Raw records
========
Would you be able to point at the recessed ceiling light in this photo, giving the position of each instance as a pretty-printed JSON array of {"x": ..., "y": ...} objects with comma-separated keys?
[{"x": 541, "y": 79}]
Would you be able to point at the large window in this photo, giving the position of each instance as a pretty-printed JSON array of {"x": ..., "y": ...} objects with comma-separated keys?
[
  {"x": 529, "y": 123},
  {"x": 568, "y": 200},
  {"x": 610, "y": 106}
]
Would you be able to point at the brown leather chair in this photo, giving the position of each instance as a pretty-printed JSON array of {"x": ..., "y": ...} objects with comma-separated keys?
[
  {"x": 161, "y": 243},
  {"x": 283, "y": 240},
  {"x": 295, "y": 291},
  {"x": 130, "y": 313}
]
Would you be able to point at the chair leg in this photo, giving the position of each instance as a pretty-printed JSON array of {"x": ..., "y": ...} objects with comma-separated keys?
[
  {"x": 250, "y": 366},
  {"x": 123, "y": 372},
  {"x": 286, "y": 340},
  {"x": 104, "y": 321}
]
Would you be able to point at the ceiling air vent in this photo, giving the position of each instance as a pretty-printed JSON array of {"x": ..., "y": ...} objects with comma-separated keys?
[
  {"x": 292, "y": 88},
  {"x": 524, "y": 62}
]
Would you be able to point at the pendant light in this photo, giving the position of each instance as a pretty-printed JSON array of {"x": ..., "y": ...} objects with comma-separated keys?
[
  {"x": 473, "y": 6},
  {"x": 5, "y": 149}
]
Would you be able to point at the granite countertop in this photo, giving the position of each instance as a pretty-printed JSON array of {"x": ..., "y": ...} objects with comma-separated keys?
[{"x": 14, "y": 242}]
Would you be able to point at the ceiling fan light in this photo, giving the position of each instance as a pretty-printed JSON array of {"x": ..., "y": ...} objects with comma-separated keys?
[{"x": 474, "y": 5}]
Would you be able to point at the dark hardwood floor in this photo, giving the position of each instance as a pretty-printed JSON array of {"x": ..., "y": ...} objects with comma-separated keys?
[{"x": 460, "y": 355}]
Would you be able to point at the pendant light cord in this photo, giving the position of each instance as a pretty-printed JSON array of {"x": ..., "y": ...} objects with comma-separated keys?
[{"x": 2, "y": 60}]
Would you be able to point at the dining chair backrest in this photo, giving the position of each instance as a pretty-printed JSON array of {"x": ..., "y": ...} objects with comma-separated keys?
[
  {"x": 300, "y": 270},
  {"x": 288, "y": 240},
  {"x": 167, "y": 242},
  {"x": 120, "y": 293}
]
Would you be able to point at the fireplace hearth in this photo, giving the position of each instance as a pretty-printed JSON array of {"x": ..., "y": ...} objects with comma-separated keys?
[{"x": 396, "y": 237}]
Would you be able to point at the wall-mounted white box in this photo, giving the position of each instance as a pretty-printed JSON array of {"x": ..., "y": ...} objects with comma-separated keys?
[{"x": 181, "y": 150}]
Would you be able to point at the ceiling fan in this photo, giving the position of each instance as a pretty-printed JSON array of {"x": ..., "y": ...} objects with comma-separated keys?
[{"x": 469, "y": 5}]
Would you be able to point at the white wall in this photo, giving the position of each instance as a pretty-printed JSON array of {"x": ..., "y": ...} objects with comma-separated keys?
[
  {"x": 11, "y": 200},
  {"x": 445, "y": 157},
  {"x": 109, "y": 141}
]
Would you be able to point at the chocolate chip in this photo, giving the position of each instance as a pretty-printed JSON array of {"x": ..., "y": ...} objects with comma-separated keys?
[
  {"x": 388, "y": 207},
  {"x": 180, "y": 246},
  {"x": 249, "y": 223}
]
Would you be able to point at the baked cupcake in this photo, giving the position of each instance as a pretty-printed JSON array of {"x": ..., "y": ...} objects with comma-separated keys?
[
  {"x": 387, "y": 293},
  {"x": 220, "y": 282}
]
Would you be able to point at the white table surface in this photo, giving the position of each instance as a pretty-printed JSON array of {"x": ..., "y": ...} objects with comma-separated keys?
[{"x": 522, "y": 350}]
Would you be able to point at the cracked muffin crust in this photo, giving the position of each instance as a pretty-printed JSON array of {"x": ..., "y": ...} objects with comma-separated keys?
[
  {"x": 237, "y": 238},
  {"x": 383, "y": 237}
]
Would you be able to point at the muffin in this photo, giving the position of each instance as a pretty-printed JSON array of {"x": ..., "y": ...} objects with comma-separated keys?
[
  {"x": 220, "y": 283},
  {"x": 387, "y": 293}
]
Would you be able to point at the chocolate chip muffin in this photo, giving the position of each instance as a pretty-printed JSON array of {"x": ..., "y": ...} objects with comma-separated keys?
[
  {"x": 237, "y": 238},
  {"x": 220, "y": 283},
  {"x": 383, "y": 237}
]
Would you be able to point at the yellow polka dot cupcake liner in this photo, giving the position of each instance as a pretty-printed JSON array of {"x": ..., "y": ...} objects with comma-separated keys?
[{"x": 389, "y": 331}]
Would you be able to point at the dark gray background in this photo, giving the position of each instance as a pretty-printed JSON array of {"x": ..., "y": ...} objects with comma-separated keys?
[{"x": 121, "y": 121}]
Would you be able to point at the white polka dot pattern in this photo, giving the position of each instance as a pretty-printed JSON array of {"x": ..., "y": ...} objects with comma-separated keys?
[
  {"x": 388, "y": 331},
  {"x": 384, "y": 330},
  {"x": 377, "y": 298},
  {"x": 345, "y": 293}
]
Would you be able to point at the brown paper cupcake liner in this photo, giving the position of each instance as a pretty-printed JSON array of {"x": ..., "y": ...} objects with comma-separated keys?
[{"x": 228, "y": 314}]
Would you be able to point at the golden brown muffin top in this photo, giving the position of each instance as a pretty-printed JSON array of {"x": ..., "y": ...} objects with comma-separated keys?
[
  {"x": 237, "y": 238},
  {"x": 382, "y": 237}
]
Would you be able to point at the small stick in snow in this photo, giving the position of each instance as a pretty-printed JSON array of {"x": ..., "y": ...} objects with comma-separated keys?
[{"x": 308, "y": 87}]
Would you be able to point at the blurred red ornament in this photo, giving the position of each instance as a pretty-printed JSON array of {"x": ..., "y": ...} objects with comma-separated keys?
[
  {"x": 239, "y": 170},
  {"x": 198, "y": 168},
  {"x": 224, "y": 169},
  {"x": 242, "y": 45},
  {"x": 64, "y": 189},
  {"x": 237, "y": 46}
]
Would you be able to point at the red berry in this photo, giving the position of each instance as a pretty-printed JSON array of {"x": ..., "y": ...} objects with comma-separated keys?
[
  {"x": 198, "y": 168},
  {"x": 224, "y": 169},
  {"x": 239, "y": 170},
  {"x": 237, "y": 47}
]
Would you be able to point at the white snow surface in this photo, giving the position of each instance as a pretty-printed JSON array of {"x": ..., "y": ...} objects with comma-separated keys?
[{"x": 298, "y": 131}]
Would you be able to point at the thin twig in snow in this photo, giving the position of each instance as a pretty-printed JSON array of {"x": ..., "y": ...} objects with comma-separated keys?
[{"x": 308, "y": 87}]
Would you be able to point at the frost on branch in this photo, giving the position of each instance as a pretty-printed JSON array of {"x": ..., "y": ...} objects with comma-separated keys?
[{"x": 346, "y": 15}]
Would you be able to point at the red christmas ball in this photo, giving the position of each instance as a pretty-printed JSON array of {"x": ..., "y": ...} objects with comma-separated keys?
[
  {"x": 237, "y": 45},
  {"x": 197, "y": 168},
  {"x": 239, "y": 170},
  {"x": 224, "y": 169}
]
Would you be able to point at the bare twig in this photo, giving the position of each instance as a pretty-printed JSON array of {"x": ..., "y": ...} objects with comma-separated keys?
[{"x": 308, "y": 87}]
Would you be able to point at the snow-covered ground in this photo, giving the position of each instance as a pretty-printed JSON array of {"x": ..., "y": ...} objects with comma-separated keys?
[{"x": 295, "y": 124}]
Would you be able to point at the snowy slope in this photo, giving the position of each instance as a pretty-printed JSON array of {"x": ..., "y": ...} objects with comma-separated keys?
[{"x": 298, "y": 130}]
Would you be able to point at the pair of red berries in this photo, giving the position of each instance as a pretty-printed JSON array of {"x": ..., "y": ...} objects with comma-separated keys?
========
● Written task
Print everything from the line containing "Would you be able to point at the snowy" down through the last line of the records, word for word.

● Result of the task
Would you be able to point at the snowy slope in this photo, giving the position of each instance as a pretty-printed JSON array of {"x": ..., "y": ...} objects with comma-separated keys?
[{"x": 298, "y": 130}]
Would you be able to point at the pair of red berries in this photo, giving the position of each instance as a pretty-printed JSON array of {"x": ..., "y": ...} objects with comma-separated keys?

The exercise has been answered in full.